### Text shown
'''
# Salmonid Seminar/River Fishing event



## oldstinkyguy (Mar 28, 2010)

Sat August 29th A Day on the River

At the Little Miami Conservancy's River and Trail Center located on the bike trail in Loveland.

A river fishing day highlighted by a seminar by Mark Blauvelt (Salmonid of OGF fame)
at 11am on river smallmouth.

Free hot dogs for lunch afterward

I'll be speaking on river fishing at 1pm

Then at 2pm till ??? we will have a fishing roundtable where anyone can ask a question, answer a question, talk fishing or just listen in.

Also we are expecting to add a few things between now and then as well as giving away coupons for Queen City Outdoors in Goshen and promotions on Vic Coomer Lures. The Trail center has a big screen version of Google maps, exhibits on the river and a large deck perfect for talking fishing. I think the park service will be there as well.

I saw Mark give a seminar at the giant Columbus Fishing Expo last winter and thought it was outstanding, I'm pretty excited about this one. All Free and all to promote a good cause to promote the conservation on our local rivers.


----------



## dytmook (May 3, 2015)

I'm looking for a sitter now.


----------



## Crawdude (Feb 6, 2013)

I'll be there!


----------



## bstephenson1225 (Sep 3, 2014)

Looking forward to it.


----------



## bstephenson1225 (Sep 3, 2014)

oldstinkyguy said:


> Sat August 29th A Day on the River
> 
> At the Little Miami Conservancy's River and Trail Center located on the bike trail in Loveland.
> 
> ...


Is 211 Railroad Ave, Loveland, Ohio the correct address? I'm from Dayton area and not familiar with the location?


----------



## Salmonid (Apr 14, 2004)

bstephenson1225 said:


> Is 211 Railroad Ave, Loveland, Ohio the correct address? I'm from Dayton area and not familiar with the location?


 Bsteph, I have to leave right after lunch but if you want a ride and can leave or need to leave early Im headed down from South Dayton


----------



## bstephenson1225 (Sep 3, 2014)
'''
### Data provided
'''
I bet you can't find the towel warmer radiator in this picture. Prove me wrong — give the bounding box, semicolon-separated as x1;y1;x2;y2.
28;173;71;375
'''
### Required task 1
Restate the paragraph of the thread beginning "Also we are expecting to add" as a short bulleted list that keeps its main facts.
### Required task 2
Write out everything in the thread from "I'll be speaking" down to "just listen in.", without any changes.

### Task output 1
- More items may be added before the event.
- Coupons for Queen City Outdoors in Goshen will be given away, along with promotions on Vic Coomer Lures.
- The Trail Center has a big-screen version of Google Maps, exhibits on the river, and a large deck suited to talking fishing.
- The park service will likely attend as well.

### Task output 2
I'll be speaking on river fishing at 1pm

Then at 2pm till ??? we will have a fishing roundtable where anyone can ask a question, answer a question, talk fishing or just listen in.